[Start of Data supplied]

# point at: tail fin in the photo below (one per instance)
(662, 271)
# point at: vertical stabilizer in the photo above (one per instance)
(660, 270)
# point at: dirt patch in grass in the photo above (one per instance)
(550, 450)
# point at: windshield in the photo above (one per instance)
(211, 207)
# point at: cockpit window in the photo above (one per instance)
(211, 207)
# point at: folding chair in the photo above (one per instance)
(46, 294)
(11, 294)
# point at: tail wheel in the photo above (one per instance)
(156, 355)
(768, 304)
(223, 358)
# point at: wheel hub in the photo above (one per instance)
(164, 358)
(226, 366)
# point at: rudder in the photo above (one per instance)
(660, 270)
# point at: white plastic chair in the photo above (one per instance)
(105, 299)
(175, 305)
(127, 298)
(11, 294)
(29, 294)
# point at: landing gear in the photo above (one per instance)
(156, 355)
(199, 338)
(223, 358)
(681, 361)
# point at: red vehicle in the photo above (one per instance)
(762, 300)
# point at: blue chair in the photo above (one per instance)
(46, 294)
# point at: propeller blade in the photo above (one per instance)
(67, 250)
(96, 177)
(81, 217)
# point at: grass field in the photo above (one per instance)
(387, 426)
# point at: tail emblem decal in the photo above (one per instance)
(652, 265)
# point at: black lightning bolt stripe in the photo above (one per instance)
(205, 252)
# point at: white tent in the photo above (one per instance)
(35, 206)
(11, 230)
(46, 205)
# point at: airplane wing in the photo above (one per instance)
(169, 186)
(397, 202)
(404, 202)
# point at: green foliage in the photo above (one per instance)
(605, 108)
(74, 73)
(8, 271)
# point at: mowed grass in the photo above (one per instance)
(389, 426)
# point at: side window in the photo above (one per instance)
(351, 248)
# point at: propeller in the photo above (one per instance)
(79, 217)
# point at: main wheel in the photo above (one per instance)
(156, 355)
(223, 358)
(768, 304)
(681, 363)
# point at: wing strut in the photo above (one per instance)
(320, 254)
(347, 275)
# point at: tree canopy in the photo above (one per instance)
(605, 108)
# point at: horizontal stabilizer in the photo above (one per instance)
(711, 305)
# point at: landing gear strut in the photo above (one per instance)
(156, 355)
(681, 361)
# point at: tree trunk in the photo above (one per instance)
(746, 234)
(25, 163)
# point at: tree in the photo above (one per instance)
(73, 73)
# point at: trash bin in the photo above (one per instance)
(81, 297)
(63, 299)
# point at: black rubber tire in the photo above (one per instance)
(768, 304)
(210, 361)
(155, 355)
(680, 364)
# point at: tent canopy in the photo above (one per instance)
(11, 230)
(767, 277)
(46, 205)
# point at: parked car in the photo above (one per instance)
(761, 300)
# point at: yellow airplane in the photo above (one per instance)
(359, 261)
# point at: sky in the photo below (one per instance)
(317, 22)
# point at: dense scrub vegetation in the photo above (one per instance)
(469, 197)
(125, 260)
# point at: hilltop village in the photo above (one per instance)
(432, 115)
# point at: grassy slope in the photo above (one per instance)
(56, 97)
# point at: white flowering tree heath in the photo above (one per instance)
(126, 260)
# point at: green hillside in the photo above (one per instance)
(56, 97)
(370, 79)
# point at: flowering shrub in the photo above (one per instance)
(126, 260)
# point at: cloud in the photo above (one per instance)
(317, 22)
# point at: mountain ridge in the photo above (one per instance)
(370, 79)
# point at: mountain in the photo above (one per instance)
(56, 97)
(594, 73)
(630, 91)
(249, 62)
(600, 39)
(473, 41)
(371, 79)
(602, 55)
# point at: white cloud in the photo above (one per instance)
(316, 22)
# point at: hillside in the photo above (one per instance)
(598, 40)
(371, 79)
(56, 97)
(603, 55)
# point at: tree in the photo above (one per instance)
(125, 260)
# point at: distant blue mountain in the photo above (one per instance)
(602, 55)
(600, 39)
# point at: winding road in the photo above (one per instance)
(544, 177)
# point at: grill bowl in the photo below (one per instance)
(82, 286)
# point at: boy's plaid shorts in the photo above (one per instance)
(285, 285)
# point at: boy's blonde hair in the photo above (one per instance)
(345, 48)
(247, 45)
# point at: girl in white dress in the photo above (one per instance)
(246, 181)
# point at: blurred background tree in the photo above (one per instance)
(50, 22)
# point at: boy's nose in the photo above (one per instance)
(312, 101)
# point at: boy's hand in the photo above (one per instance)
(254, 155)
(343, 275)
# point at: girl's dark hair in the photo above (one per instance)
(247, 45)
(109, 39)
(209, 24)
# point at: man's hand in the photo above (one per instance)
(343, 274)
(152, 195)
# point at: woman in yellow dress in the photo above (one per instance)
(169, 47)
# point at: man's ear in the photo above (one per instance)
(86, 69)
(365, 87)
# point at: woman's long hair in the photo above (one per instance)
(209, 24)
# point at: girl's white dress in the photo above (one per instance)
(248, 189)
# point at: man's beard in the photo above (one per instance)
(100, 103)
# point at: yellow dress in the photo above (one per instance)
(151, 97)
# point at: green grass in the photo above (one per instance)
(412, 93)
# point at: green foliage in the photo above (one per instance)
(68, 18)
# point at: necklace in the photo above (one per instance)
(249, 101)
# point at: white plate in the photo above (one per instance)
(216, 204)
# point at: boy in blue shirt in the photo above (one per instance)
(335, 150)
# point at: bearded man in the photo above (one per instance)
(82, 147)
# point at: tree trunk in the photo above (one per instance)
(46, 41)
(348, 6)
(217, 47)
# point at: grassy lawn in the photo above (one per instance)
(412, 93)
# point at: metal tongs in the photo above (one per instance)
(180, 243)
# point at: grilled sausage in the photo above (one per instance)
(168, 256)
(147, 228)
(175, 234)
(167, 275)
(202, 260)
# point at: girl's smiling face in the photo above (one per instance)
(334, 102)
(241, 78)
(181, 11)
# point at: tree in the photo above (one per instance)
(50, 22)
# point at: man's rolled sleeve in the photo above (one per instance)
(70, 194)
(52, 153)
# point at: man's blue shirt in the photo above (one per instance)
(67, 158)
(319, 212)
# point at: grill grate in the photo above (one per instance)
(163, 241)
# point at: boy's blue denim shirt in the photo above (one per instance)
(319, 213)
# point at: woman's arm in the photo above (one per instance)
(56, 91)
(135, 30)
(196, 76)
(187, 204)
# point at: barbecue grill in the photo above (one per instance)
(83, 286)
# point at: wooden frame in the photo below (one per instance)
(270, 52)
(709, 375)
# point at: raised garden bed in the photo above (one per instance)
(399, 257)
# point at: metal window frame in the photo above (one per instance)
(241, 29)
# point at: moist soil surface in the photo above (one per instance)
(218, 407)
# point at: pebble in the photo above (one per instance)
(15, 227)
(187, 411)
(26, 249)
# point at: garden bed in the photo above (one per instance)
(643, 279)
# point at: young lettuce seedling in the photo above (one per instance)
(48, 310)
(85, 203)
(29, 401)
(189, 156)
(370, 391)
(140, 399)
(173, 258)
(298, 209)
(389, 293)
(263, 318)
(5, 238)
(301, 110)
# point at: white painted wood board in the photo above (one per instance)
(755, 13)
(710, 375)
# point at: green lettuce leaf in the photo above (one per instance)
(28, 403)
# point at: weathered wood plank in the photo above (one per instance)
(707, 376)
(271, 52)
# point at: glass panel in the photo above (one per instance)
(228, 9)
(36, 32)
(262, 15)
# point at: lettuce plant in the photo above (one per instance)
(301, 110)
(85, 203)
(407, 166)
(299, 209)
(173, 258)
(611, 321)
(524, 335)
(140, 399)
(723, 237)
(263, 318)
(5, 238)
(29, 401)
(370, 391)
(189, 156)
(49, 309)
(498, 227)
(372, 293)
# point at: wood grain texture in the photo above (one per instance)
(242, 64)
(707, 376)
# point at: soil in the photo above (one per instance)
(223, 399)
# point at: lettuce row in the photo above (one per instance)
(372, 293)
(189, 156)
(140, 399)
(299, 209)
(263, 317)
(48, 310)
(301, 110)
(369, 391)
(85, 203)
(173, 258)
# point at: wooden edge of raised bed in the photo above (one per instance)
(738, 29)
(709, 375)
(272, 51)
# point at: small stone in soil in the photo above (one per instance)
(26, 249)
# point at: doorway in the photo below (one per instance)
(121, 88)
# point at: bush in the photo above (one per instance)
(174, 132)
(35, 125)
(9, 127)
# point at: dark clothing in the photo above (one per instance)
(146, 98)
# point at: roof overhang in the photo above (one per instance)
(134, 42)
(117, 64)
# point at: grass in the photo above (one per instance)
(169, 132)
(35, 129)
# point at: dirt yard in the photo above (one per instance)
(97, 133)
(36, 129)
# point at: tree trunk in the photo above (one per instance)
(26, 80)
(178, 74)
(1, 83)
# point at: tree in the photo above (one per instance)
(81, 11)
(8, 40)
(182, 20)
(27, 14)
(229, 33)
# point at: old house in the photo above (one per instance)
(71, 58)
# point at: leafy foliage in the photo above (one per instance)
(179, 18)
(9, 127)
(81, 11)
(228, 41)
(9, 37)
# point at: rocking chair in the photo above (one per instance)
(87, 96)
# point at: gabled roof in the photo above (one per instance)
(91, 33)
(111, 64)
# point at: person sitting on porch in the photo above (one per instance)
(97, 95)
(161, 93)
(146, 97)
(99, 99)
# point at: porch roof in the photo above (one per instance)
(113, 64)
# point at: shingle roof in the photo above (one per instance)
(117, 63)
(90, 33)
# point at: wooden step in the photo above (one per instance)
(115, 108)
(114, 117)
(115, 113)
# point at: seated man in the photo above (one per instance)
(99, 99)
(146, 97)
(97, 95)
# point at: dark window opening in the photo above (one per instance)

[End of Data supplied]

Give the lines from the one containing "# point at: wooden edge" through the end of the entries again, exactly as written and with no other lines.

# point at: wooden edge of raised bed in the photo above (one per instance)
(738, 29)
(709, 375)
(272, 51)
# point at: small stone in soil in the photo above (one per instance)
(26, 249)
# point at: doorway in the photo below (one per instance)
(121, 88)
# point at: bush in the photo above (one per instance)
(174, 132)
(35, 125)
(9, 127)
# point at: dark clothing in the photo above (one per instance)
(146, 98)
# point at: roof overhang in the photo above (one per instance)
(134, 42)
(117, 64)
# point at: grass in the photo above (one per instance)
(169, 132)
(35, 129)
# point at: dirt yard in the photo above (one per instance)
(97, 133)
(36, 129)
# point at: tree trunk in the photo above (one per instance)
(26, 80)
(178, 74)
(1, 83)
# point at: tree in the photo above (one per instance)
(81, 11)
(8, 40)
(182, 20)
(27, 14)
(229, 33)
# point at: old house in the photo above (one per instance)
(71, 58)
# point at: leafy foliage in the photo above (one per instance)
(179, 18)
(9, 127)
(81, 11)
(228, 41)
(9, 37)
# point at: rocking chair in the photo above (one per instance)
(87, 96)
# point at: gabled roof in the photo above (one per instance)
(91, 33)
(111, 64)
# point at: person sitting on porch in the photo above (one per instance)
(97, 95)
(161, 93)
(146, 97)
(99, 99)
# point at: porch roof in the photo above (one per instance)
(113, 64)
# point at: shingle roof in the photo above (one per instance)
(117, 63)
(90, 33)
# point at: wooden step in the photo above (one per instance)
(115, 108)
(114, 117)
(115, 113)
# point at: seated man in the photo above (one per instance)
(99, 99)
(146, 97)
(97, 95)
# point at: dark window opening in the photo above (one per instance)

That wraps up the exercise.